==== PASSAGE ====

The consequences for the global environment will become even more serious when India and China, now undergoing rapid economic development, begin to imitate the West’s pattern of car ownership with all its attendant ills. Already China has become the number two importer of fossil fuels, while the number of cars in Shanghai has doubled in the past year, Chase says.
Furthermore, buying and maintaining a car is an expensive proposition. According to Chase, 20 percent of household income is spent on cars.
“What an amazing crunch we’ve set up for our society.”
The solution, Chase believes, is to induce people to live in urban areas where cars are unnecessary. Chase herself, who has chosen to raise her family in Cambridge and does nearly all her local travel by foot, bike, or public transportation, is a living example of this philosophy.
“Just the other day, my 11-year-old wanted to get some fabric markers to make a Red Sox T-shirt. If we lived in the suburbs, I’d probably have to drive her somewhere, but I just told her to walk over to Pearl Art and Craft Supplies on Mass. Ave. and get it there. She can buy nearly anything she wants on her own two feet.”
Chase realizes that there is no way to condense a Phoenix or Los Angeles into a version of Manhattan or Hong Kong, but she believes changing people’s mind about lifestyle choices is very much worth doing.

==== SUPPLIED INFORMATION ====

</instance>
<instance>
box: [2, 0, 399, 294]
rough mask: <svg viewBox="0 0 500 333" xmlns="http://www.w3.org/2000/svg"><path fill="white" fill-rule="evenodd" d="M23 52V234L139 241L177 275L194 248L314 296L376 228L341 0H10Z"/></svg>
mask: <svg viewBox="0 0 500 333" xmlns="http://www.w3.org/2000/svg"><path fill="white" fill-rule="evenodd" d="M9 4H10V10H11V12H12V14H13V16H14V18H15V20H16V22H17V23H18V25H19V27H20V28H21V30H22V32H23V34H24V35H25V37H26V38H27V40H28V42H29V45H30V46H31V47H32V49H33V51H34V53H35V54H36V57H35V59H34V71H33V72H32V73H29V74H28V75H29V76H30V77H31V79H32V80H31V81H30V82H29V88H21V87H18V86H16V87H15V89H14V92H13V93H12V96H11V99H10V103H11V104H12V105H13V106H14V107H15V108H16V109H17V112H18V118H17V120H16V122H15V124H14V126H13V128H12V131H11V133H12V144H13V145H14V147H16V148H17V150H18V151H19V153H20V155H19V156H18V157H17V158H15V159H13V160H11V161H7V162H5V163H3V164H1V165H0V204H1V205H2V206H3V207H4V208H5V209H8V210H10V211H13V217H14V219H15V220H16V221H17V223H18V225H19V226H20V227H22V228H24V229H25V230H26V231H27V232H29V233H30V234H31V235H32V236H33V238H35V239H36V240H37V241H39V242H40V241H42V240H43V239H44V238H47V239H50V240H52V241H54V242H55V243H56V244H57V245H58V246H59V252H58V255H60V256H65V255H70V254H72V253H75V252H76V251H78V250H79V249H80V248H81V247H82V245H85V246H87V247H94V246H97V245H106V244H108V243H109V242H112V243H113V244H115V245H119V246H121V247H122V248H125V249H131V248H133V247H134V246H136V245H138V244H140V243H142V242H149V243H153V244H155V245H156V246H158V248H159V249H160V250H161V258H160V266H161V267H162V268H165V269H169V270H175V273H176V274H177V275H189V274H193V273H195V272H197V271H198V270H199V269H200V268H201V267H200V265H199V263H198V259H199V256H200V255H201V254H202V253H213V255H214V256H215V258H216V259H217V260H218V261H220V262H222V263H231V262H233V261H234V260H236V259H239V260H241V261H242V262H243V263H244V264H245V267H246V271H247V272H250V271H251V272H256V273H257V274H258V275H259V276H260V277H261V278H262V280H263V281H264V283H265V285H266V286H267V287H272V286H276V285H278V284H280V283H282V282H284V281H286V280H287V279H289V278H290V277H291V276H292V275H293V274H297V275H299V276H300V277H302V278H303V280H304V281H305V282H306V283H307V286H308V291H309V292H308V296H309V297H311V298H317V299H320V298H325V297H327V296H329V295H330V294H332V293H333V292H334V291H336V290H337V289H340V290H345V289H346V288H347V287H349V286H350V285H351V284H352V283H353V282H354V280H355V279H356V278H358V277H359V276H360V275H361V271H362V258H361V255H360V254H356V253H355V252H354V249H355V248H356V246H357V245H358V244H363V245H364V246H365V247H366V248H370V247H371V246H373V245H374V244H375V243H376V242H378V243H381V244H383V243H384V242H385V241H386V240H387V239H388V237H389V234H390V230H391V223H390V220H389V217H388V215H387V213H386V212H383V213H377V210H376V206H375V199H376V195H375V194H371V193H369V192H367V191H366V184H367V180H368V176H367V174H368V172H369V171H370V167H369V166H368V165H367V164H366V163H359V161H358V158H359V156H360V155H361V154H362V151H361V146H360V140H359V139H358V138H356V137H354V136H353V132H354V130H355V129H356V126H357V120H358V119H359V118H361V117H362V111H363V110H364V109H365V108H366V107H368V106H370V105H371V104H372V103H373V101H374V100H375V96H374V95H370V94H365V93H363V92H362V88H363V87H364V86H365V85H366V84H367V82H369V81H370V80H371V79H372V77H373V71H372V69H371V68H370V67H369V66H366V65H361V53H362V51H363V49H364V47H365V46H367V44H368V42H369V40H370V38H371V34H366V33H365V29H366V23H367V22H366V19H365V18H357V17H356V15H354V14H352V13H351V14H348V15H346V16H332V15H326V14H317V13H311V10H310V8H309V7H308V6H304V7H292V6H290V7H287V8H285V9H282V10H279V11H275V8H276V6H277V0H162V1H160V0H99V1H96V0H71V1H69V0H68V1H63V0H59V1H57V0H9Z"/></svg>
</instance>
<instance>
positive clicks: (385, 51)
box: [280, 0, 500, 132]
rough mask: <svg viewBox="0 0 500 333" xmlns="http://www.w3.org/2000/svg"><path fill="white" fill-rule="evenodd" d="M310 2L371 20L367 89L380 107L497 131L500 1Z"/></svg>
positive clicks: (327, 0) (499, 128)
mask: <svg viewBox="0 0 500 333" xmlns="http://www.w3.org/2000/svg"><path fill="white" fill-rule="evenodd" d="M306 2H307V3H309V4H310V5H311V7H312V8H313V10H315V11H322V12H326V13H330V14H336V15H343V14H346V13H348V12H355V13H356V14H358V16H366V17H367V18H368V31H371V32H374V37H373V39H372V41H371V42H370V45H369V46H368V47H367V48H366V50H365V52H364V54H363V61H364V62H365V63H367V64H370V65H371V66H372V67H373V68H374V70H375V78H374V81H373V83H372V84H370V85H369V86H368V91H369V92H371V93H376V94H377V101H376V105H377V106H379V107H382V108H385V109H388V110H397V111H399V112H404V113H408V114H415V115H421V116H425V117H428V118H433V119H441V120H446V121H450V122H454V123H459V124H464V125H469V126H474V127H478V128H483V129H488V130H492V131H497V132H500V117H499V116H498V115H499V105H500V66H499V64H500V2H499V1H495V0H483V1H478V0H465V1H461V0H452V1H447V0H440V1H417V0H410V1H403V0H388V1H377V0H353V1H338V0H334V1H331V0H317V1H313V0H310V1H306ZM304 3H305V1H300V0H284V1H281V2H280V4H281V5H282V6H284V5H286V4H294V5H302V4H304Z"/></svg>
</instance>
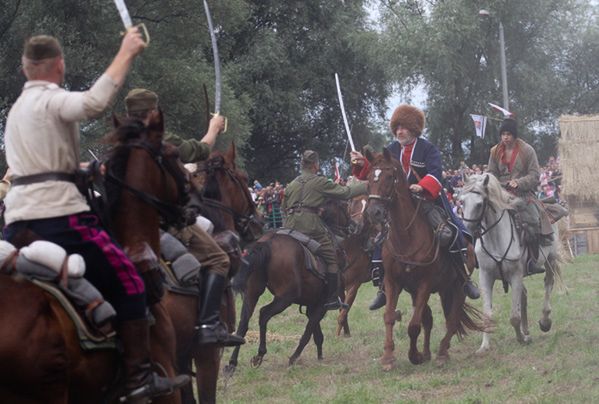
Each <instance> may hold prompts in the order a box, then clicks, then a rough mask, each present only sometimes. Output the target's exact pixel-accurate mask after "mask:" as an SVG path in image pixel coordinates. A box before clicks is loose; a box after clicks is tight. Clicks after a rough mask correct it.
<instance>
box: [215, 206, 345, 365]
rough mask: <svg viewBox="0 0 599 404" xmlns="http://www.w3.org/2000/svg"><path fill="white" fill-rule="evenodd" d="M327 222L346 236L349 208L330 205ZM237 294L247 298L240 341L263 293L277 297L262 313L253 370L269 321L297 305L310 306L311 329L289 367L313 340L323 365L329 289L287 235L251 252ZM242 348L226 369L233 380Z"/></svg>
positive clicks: (243, 305)
mask: <svg viewBox="0 0 599 404" xmlns="http://www.w3.org/2000/svg"><path fill="white" fill-rule="evenodd" d="M322 216H323V217H326V218H328V220H332V222H328V223H327V224H328V225H329V227H330V228H332V229H336V230H338V231H341V232H343V233H345V232H347V229H348V228H349V224H350V218H349V215H348V213H347V207H346V205H345V203H344V202H339V201H334V200H331V201H328V202H327V203H326V204H325V206H324V213H323V214H322ZM339 266H340V267H342V266H343V265H341V264H340V265H339ZM233 288H234V290H235V291H238V292H241V293H242V295H243V305H242V308H241V318H240V320H239V326H238V327H237V334H238V335H241V336H245V334H246V333H247V330H248V324H249V321H250V318H251V316H252V314H253V312H254V309H255V307H256V304H257V303H258V299H259V298H260V296H261V295H262V294H263V293H264V290H265V289H266V288H268V290H269V291H270V292H271V293H272V295H273V296H274V299H273V300H272V302H271V303H269V304H267V305H266V306H264V307H262V308H261V309H260V319H259V324H260V345H259V348H258V354H257V355H256V356H254V357H253V358H252V361H251V363H252V365H253V366H255V367H258V366H260V364H261V363H262V360H263V358H264V355H266V326H267V324H268V321H269V320H270V319H271V318H272V317H273V316H275V315H277V314H279V313H281V312H282V311H283V310H285V309H286V308H288V307H289V306H291V305H292V304H298V305H300V306H306V316H307V317H308V323H307V324H306V328H305V330H304V333H303V335H302V336H301V338H300V341H299V344H298V346H297V348H296V349H295V352H294V353H293V354H292V355H291V357H290V358H289V365H292V364H294V363H295V361H296V360H297V358H298V357H299V356H300V354H301V353H302V351H303V349H304V347H305V346H306V344H307V343H308V342H309V341H310V338H311V337H312V336H314V343H315V344H316V352H317V357H318V359H322V343H323V341H324V335H323V333H322V329H321V327H320V321H321V320H322V318H323V317H324V315H325V313H326V310H325V308H324V303H325V298H326V296H325V284H324V282H323V281H322V280H321V279H320V278H319V277H317V276H316V275H314V274H313V273H311V272H310V271H308V269H306V262H305V255H304V251H303V247H302V245H301V244H300V242H299V241H297V240H296V239H294V238H293V237H291V236H288V235H284V234H276V232H275V231H271V232H268V233H266V234H265V235H264V236H262V237H261V238H260V239H259V240H258V241H257V243H256V244H255V246H254V248H253V249H252V250H251V252H250V255H249V265H247V266H245V267H242V269H241V271H240V272H239V274H238V275H237V276H236V277H235V278H234V279H233ZM239 348H240V347H235V349H234V351H233V354H232V355H231V358H230V360H229V365H228V366H226V368H225V373H227V374H228V375H232V374H233V373H234V372H235V369H236V367H237V359H238V356H239Z"/></svg>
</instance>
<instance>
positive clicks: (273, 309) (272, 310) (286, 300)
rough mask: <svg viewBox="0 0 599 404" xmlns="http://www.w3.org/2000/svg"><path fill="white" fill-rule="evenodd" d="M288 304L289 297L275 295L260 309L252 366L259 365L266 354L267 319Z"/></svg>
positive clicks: (275, 313) (273, 314) (261, 363)
mask: <svg viewBox="0 0 599 404" xmlns="http://www.w3.org/2000/svg"><path fill="white" fill-rule="evenodd" d="M289 306H291V299H283V298H280V297H278V296H275V298H274V299H273V301H272V302H270V303H269V304H267V305H266V306H264V307H262V308H261V309H260V319H259V320H258V323H259V324H260V345H259V346H258V354H257V355H256V356H254V357H253V358H252V366H254V367H258V366H260V365H261V364H262V359H263V358H264V355H266V325H267V324H268V321H269V320H270V319H271V318H272V317H273V316H275V315H277V314H279V313H280V312H282V311H283V310H285V309H286V308H287V307H289Z"/></svg>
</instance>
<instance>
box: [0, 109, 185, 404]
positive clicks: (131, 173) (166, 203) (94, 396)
mask: <svg viewBox="0 0 599 404" xmlns="http://www.w3.org/2000/svg"><path fill="white" fill-rule="evenodd" d="M117 123H118V122H117ZM118 124H119V125H120V123H118ZM162 129H163V128H162V116H159V117H155V120H153V121H152V123H151V124H150V125H149V126H148V127H147V128H146V127H144V126H143V125H141V124H139V123H132V122H124V123H123V125H120V126H119V127H117V128H116V129H115V135H116V136H115V137H114V139H119V145H121V146H124V147H130V151H129V153H128V155H127V158H126V159H124V160H123V161H124V166H125V167H126V170H124V171H123V173H124V174H123V176H122V177H120V178H121V179H122V181H123V184H124V185H123V186H125V187H129V188H130V190H139V191H141V192H143V193H144V194H145V195H147V196H149V197H151V198H150V199H152V200H155V201H156V202H159V203H163V202H164V203H166V205H168V206H171V205H172V204H173V203H174V202H175V201H177V199H178V195H179V194H178V187H177V186H176V181H175V180H174V179H173V178H172V175H171V173H170V171H169V170H166V171H164V170H163V168H162V166H160V165H159V163H158V162H157V160H156V159H155V158H154V157H155V156H153V155H152V153H150V152H149V150H147V149H146V148H145V147H139V148H138V147H136V146H131V144H136V143H144V142H148V143H149V144H157V143H158V142H160V141H161V139H162V132H163V130H162ZM120 135H123V136H122V137H121V136H120ZM157 150H160V152H159V155H162V156H163V157H162V158H161V159H160V160H161V161H165V160H170V156H169V155H168V154H165V153H163V151H162V149H157ZM173 157H174V156H173ZM130 190H124V191H123V192H122V193H121V195H120V197H119V198H117V200H118V203H117V204H116V205H115V206H120V207H121V211H115V214H114V216H113V220H114V224H115V225H116V226H117V228H119V229H121V230H119V234H120V236H121V239H122V240H123V242H124V244H125V245H126V246H131V247H132V248H133V251H135V247H134V244H136V243H137V242H140V240H144V241H145V242H147V243H148V244H149V245H150V246H155V244H154V235H156V237H157V235H158V220H159V219H158V215H159V213H158V210H157V209H156V208H155V207H148V205H147V203H146V202H144V201H143V200H141V199H139V198H137V197H135V196H133V195H132V193H131V191H130ZM125 212H140V214H141V212H144V213H145V215H144V216H143V220H134V219H131V218H129V217H128V215H126V214H125ZM125 227H130V229H127V230H126V231H125V230H124V228H125ZM140 264H142V266H143V263H141V262H140ZM153 313H154V316H155V317H156V324H155V326H154V327H153V330H152V335H151V339H152V359H153V361H154V362H155V363H159V364H160V365H161V367H162V369H164V371H166V373H167V374H169V375H173V374H174V368H173V363H174V333H173V329H172V324H171V323H170V319H169V317H168V314H167V313H166V311H165V310H164V308H163V307H162V306H160V305H155V306H154V307H153ZM0 318H1V319H2V324H3V326H2V327H0V402H2V403H44V404H66V403H105V402H114V401H117V400H116V397H118V393H117V392H116V391H115V390H114V388H115V382H117V379H118V375H119V374H120V371H119V366H120V361H119V357H118V355H117V352H116V351H115V350H110V349H108V350H96V351H83V350H82V349H81V347H80V343H79V339H78V336H77V331H76V329H75V326H74V324H73V322H72V321H71V319H70V318H69V316H68V315H67V313H66V312H65V310H64V309H63V307H62V306H61V305H60V304H59V303H58V301H57V300H56V299H55V298H54V297H51V296H50V295H49V294H48V293H47V292H44V291H43V290H42V289H40V288H38V287H37V286H35V285H34V284H33V283H31V282H29V281H26V280H23V279H19V278H15V277H11V276H7V275H5V274H0ZM110 392H112V394H110ZM154 402H168V403H179V402H180V398H179V394H178V392H177V393H176V394H172V395H170V396H168V397H161V398H160V399H156V400H154Z"/></svg>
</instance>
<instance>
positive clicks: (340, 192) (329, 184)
mask: <svg viewBox="0 0 599 404" xmlns="http://www.w3.org/2000/svg"><path fill="white" fill-rule="evenodd" d="M366 192H367V186H366V184H365V183H358V184H355V185H351V186H344V185H339V184H336V183H334V182H333V181H331V180H330V179H327V178H325V177H323V176H320V175H316V174H312V173H309V172H306V171H304V172H302V174H301V175H300V176H299V177H297V178H296V179H294V180H293V181H292V182H291V183H290V184H289V185H287V188H285V198H284V199H283V204H282V206H281V207H282V208H283V210H284V212H285V213H286V214H287V217H286V218H285V222H284V223H283V225H284V226H285V227H288V228H291V229H296V230H298V231H300V232H302V233H304V234H306V235H308V236H314V235H318V234H323V233H326V229H325V227H324V224H323V223H322V221H321V219H320V216H318V214H317V213H316V210H317V209H318V207H319V206H320V205H322V204H323V203H324V202H325V201H326V200H327V199H329V198H333V199H350V198H353V197H354V196H356V195H361V194H365V193H366Z"/></svg>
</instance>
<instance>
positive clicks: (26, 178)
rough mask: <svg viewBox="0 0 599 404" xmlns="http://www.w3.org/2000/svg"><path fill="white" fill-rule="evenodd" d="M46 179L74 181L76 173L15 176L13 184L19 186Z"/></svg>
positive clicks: (43, 181)
mask: <svg viewBox="0 0 599 404" xmlns="http://www.w3.org/2000/svg"><path fill="white" fill-rule="evenodd" d="M46 181H65V182H72V183H74V182H75V174H70V173H62V172H47V173H39V174H32V175H21V176H19V177H13V179H12V181H11V184H12V186H13V187H18V186H20V185H29V184H35V183H38V182H46Z"/></svg>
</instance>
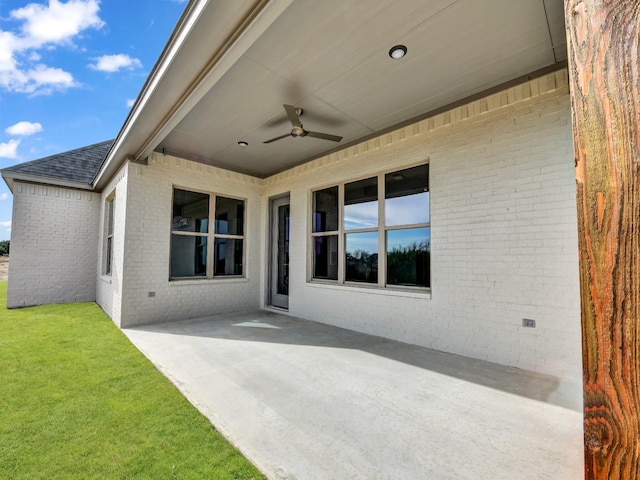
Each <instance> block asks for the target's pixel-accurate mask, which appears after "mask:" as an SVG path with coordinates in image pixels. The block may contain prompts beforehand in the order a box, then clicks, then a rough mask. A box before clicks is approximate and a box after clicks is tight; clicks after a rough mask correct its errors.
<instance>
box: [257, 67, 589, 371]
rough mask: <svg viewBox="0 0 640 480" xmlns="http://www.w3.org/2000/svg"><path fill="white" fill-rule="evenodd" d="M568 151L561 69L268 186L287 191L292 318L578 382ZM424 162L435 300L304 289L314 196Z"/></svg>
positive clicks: (315, 284)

====

EXERCISE DIRECTIONS:
Write the next part of the passage on car ownership and urban living, picking up after its final sentence. The data is separate material and has nothing to do with the passage.

EXERCISE OUTPUT:
“You can’t change cities that already exist, but every new development can make things worse or better.”
But how to get people to give up their manicured lawns and shrubbery and move to the noisy, dirty city? It’s a hard sell, Chase admits, but she feels sure there’s a way of doing it.
She believes that her success with Zipcar may hold the key to putting a positive spin on city life. The company, she points out, is no slavish imitation of the German model, but rather a radical transformation utilizing sophisticated branding techniques.
“In Europe the business was seen as a sort of co-op operation that emphasized low costs. But I set out to make Zipcar into a smart, hip, urban choice. People feel that they belong to a club, and they’re pleased to be part of it. Now I’m looking for a clever, subversive way to make people fall in love with cities again.”